What the task asks » Format the rows below, from the line containing "Put a pin on every instance of the young" through the line containing "x=1282 y=217", as a two-column CSV with the headers text and answer. Give one CSV line per row, with each field in double quotes and every line break within a field replaced by a space.

Information supplied »

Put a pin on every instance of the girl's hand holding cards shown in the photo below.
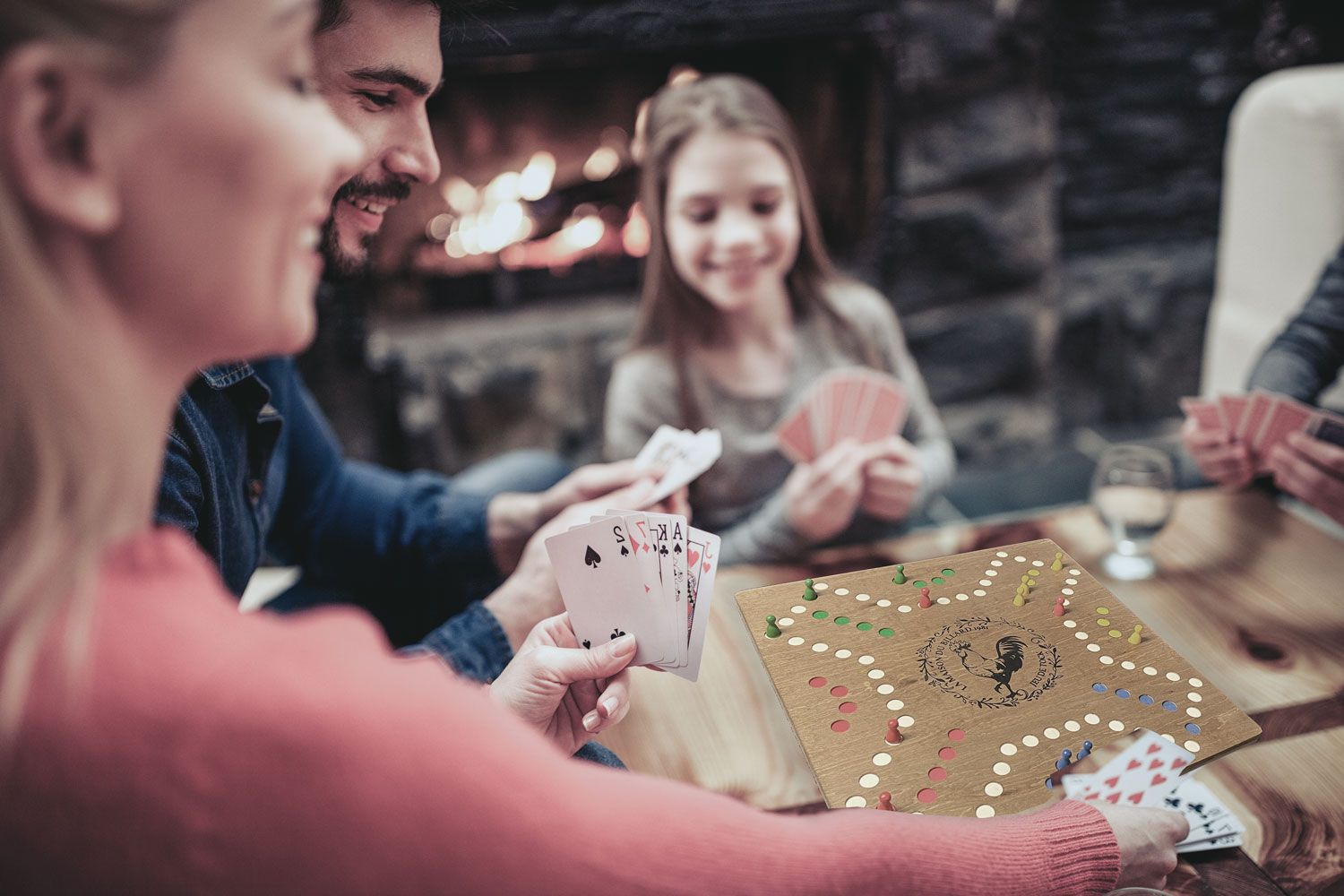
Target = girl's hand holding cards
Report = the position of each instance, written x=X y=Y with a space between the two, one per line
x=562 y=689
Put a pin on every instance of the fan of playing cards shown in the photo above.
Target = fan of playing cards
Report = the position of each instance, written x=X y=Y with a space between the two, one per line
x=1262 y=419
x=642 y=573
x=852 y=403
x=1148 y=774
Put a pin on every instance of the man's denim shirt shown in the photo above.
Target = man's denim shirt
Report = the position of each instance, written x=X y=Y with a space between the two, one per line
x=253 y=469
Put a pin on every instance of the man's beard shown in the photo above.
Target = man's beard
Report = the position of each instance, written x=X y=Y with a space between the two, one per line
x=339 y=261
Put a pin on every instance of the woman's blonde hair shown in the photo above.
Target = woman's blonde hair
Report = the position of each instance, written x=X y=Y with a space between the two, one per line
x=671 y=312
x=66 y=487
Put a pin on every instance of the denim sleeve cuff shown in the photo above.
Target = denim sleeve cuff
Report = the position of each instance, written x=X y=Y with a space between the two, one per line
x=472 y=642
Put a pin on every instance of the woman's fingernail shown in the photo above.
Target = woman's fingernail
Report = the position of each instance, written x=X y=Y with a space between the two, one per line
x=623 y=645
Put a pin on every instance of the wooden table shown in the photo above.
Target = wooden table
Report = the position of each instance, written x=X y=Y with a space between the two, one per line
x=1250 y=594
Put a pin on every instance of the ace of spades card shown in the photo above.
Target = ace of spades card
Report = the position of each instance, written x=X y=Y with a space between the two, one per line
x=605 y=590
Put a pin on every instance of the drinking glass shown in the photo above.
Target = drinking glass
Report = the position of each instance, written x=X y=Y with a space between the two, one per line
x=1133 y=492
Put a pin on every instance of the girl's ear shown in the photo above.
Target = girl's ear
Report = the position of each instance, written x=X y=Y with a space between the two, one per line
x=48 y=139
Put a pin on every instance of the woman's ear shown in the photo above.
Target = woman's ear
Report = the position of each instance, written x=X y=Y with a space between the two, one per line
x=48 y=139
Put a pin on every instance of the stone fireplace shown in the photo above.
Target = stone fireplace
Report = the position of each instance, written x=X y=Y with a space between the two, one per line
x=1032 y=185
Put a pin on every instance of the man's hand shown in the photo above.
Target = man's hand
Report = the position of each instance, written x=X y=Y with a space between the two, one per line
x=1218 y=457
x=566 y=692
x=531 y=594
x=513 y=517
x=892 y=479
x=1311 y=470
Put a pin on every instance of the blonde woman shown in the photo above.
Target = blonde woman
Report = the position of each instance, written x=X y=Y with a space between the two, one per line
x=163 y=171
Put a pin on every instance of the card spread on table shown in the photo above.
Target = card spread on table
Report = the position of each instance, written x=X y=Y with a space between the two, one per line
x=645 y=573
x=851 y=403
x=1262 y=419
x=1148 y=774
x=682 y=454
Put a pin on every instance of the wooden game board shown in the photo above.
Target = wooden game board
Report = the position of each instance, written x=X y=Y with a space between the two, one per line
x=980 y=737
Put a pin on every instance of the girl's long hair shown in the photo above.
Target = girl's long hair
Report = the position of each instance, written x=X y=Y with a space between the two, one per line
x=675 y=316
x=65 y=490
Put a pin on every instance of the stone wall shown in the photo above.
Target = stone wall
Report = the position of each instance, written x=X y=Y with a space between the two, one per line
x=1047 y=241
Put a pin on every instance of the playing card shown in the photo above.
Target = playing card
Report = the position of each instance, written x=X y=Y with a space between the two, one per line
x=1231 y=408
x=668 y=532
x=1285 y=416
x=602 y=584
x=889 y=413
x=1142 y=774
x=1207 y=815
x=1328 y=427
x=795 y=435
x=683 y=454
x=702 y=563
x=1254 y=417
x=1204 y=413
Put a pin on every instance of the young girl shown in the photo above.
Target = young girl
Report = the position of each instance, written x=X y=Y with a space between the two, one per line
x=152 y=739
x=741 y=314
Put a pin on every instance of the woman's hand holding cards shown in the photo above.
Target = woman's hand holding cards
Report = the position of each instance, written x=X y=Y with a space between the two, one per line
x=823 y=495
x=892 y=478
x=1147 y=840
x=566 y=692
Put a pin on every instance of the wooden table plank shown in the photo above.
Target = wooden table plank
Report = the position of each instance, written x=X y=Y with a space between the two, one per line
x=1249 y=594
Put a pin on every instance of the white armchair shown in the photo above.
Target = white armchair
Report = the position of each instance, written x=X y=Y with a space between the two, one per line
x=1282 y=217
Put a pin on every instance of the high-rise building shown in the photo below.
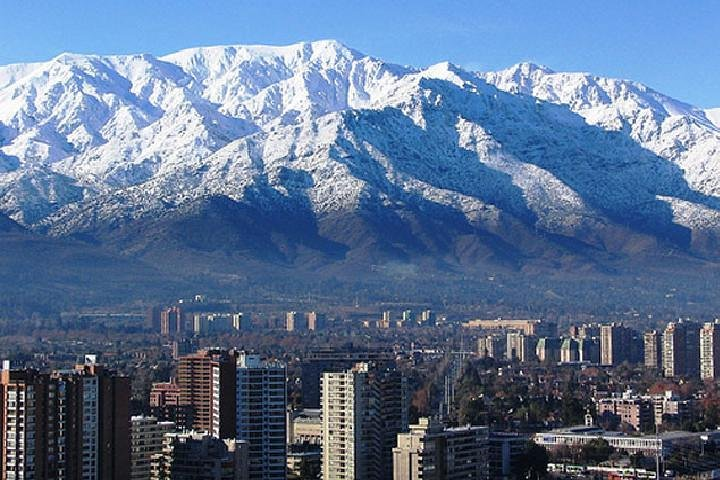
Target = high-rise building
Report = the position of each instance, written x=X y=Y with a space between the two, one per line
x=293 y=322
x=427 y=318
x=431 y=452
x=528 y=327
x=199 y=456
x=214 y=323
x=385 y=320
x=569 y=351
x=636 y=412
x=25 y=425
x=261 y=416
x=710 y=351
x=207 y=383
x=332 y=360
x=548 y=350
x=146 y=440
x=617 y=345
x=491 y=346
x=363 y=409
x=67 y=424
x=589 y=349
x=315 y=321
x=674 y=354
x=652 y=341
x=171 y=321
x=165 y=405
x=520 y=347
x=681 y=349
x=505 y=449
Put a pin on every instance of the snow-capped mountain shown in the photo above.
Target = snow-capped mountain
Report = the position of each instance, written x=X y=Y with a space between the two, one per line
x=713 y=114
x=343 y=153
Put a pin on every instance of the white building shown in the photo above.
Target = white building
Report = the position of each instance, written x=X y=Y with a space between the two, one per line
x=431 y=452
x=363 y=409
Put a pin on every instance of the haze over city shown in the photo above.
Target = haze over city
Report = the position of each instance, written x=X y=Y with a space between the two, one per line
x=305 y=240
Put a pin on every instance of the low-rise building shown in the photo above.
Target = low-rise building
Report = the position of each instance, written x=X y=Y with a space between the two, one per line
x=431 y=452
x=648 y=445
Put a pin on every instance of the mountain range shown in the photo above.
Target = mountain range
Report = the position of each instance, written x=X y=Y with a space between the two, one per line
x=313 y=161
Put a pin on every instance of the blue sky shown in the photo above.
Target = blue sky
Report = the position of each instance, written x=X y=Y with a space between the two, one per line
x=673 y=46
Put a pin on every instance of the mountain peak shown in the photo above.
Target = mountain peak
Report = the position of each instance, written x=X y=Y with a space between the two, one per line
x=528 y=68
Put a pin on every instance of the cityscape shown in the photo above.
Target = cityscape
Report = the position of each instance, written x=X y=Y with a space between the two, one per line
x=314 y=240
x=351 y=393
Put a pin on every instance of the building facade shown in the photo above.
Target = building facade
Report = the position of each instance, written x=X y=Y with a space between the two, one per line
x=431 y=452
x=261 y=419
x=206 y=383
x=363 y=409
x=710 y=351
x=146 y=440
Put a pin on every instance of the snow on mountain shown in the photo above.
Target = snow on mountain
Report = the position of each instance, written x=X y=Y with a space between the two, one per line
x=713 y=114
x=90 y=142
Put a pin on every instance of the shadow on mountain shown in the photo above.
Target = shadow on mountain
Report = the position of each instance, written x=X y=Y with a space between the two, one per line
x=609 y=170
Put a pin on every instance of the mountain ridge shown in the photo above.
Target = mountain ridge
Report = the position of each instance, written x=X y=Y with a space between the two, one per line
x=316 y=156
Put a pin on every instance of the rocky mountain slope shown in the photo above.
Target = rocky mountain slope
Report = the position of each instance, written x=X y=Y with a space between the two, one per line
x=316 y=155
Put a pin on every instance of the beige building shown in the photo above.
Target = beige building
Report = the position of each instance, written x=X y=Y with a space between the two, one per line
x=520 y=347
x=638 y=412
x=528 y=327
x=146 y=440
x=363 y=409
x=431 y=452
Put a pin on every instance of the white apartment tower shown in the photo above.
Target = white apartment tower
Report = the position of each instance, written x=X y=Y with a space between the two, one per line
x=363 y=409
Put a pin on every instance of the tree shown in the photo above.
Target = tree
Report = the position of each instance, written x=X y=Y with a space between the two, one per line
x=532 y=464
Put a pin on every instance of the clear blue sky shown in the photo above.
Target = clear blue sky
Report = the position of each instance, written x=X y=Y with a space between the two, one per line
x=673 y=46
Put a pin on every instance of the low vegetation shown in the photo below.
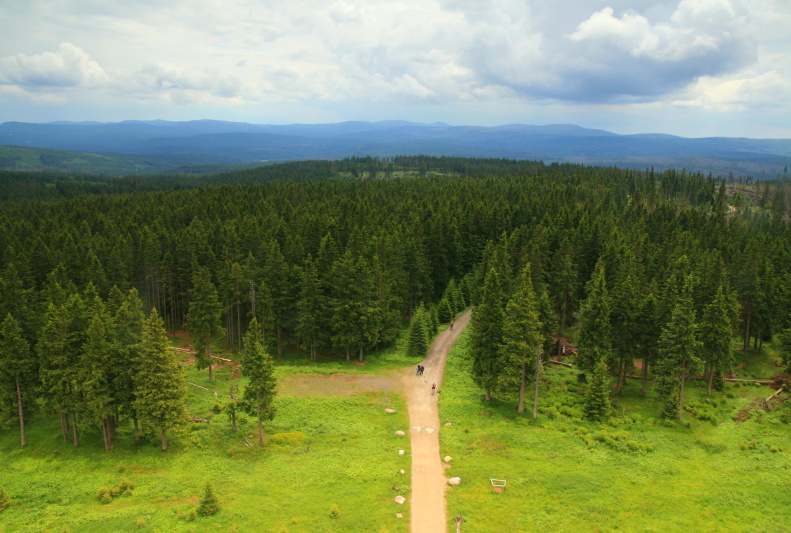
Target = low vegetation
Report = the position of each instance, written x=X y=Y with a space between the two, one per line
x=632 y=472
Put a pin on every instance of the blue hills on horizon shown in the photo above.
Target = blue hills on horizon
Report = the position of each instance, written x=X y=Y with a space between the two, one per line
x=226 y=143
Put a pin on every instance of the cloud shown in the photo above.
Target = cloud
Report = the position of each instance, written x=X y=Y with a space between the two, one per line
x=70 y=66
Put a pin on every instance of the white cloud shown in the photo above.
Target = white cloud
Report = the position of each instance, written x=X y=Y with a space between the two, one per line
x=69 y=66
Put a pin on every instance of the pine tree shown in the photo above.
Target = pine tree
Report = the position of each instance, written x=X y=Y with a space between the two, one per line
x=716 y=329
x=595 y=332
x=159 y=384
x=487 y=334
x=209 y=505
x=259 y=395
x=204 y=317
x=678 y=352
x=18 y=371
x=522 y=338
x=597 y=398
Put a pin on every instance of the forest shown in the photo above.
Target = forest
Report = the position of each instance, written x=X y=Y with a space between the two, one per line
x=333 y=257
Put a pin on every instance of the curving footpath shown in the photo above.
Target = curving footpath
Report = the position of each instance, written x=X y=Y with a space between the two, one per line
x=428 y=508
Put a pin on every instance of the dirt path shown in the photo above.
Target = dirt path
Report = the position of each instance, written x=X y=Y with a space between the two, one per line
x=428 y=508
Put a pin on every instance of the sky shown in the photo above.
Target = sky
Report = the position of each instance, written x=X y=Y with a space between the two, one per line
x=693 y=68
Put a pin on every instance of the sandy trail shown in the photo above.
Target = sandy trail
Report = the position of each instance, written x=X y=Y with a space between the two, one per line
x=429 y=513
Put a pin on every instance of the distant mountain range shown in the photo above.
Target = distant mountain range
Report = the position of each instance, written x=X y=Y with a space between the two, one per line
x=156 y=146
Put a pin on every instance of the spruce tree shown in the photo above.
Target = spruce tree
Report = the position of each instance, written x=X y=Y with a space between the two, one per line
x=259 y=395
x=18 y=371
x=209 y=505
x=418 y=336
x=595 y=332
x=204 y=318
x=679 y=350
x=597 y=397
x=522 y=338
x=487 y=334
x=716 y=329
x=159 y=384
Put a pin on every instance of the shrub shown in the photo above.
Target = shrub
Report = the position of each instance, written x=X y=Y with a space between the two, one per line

Solution for this problem »
text,answer
"Put a pin on every instance of the young girl shown in the photo above. Target = young girl Report = the position of each instance, written x=X y=Y with a space between the two, one per line","x=152 y=739 x=741 y=314"
"Put a pin on every instance of the woman's hand holding cards shown in the photo above. Target = woman's hand holding cards Report = the position of each instance, written x=X y=Y with a space between the two, one per line","x=823 y=495 x=892 y=478 x=1147 y=840 x=566 y=692"
"Put a pin on every instance of the wooden table plank shown in the photo above. Target = wooden table plank Report = the position of each instance, written x=X y=Y with a space between the two, one per line","x=1249 y=594"
"Put a pin on every instance of the white armchair shown in the photo above. Target = white armchair Report = the position of each instance, written x=X y=Y with a space between the two, one per line","x=1282 y=217"